__Excerpted passage__

A young animator from Gladwyne reports on his first trip to Bob Redford's movie schmoozefest.

By Bill Tomlinson

During our time here, some of us ski, most watch films, and all schmooze. The most tragic condition at Sundance is being alone. It means you must be nobody.

I have been wandering around Park City for six days with a metal-and-hot-glue homunculus clinging to my backpack. Why? Because movie directors are supposed to be freaks.

Sundance Film Festival, Park City, UT, Sat., Jan. 18, 10 p.m.:The world premiere of Gridlock'd, Tupac Shakur's final film. It's just like every other screening at Sundance: I'm waiting in line to get in, subject to the whim of an arbitrary doorman.

I'm a filmmaker, but that doesn't help. You see, I'm an animator. (My film Shaft of Light is being screenedas part of Shorts Program V at Sundance.) And because I make short films (as opposed to features), I am not bustled through the crowd and past the doorman, but rather get to wait with the masses on the wrong side of the theater door.

__Stored rows__
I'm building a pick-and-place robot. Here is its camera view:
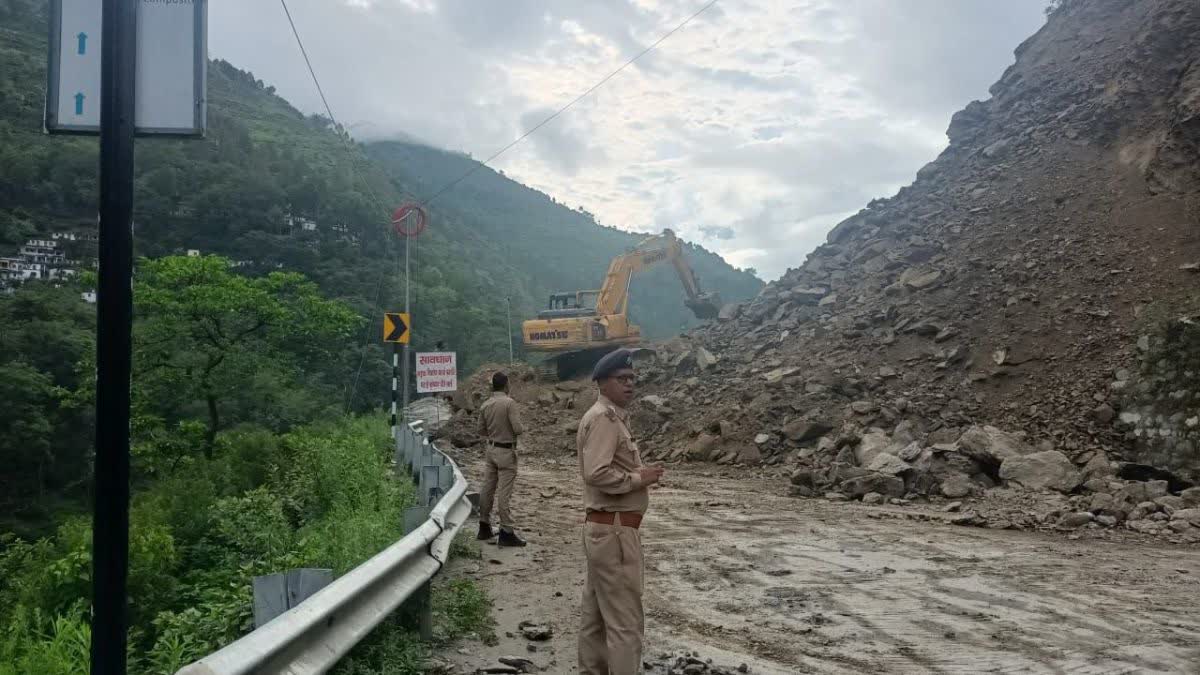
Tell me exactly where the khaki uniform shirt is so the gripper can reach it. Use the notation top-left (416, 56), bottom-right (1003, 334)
top-left (575, 396), bottom-right (650, 513)
top-left (479, 392), bottom-right (524, 443)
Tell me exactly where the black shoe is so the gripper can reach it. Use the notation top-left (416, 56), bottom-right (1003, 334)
top-left (496, 530), bottom-right (526, 546)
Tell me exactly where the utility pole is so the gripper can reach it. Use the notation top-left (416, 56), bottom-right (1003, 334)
top-left (402, 218), bottom-right (419, 415)
top-left (91, 0), bottom-right (138, 675)
top-left (505, 295), bottom-right (512, 365)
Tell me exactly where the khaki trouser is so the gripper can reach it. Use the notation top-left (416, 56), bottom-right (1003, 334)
top-left (479, 444), bottom-right (517, 532)
top-left (580, 522), bottom-right (646, 675)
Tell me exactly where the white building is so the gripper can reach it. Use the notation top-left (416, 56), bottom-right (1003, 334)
top-left (286, 214), bottom-right (317, 232)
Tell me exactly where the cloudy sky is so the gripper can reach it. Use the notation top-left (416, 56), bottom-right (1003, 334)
top-left (209, 0), bottom-right (1046, 280)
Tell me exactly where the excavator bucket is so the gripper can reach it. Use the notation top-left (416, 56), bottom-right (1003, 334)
top-left (684, 293), bottom-right (721, 319)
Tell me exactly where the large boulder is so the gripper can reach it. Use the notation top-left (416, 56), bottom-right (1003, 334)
top-left (854, 431), bottom-right (892, 466)
top-left (737, 446), bottom-right (762, 465)
top-left (942, 472), bottom-right (974, 500)
top-left (784, 419), bottom-right (833, 443)
top-left (1000, 450), bottom-right (1084, 492)
top-left (841, 473), bottom-right (905, 498)
top-left (688, 434), bottom-right (720, 461)
top-left (959, 426), bottom-right (1037, 470)
top-left (865, 453), bottom-right (912, 476)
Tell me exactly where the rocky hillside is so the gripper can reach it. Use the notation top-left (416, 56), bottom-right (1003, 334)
top-left (676, 0), bottom-right (1200, 473)
top-left (448, 0), bottom-right (1200, 540)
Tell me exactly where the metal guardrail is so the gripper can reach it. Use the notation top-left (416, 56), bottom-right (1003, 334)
top-left (176, 422), bottom-right (472, 675)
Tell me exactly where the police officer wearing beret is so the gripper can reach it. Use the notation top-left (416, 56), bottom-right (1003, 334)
top-left (576, 350), bottom-right (662, 675)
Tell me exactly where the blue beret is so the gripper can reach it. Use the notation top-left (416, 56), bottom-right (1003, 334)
top-left (592, 350), bottom-right (634, 380)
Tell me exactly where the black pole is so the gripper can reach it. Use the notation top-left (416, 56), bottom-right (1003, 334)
top-left (91, 0), bottom-right (137, 675)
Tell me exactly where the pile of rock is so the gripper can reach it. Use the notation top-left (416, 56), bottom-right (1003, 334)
top-left (642, 652), bottom-right (751, 675)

__Task brief__
List every person named in the Sundance excerpt.

__Task solution__
- Bob Redford
- Bill Tomlinson
- Tupac Shakur